Exercise requirements — Retype the lines below exactly, beginning with the line that contains "the distant tree" and continuing through the final line.

[Dataset rows showing where objects appear]

####################

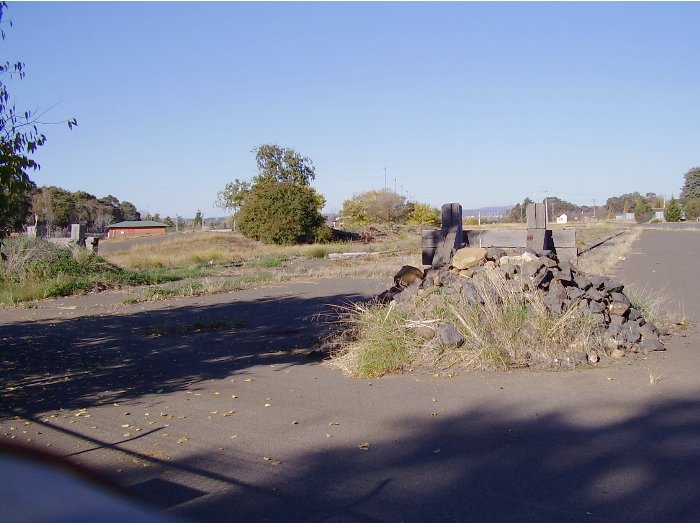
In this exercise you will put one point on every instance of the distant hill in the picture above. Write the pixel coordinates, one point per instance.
(487, 211)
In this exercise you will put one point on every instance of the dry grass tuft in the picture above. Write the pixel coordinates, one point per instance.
(510, 328)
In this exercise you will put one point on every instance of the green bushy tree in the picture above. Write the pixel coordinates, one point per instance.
(20, 137)
(642, 211)
(691, 187)
(281, 213)
(279, 205)
(692, 209)
(672, 212)
(422, 214)
(378, 206)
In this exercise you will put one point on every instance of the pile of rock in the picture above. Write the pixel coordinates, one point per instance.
(622, 328)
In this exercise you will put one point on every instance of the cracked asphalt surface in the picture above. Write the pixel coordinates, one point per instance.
(235, 421)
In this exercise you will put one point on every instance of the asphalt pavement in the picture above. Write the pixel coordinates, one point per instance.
(235, 422)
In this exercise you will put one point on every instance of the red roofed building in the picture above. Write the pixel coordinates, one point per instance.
(135, 228)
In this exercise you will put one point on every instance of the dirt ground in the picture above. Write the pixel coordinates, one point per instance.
(227, 418)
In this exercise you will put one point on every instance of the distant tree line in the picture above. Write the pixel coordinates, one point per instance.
(57, 208)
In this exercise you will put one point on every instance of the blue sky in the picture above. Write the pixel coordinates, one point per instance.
(478, 103)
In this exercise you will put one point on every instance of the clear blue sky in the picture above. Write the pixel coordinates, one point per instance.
(482, 104)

####################

Result of this task —
In this exercise you will put one point on every instance of the distant tree line in the picture above. Write the pixel coordinates, one point per instance.
(57, 208)
In this exercise you will put one point on every instance of the blue sky in the picture above. Write the pixel coordinates, one point per instance.
(478, 103)
In this exercise you will put one point on every instance of the clear blue sky in the picture above. Write the pixel coordinates, one point per instance.
(482, 104)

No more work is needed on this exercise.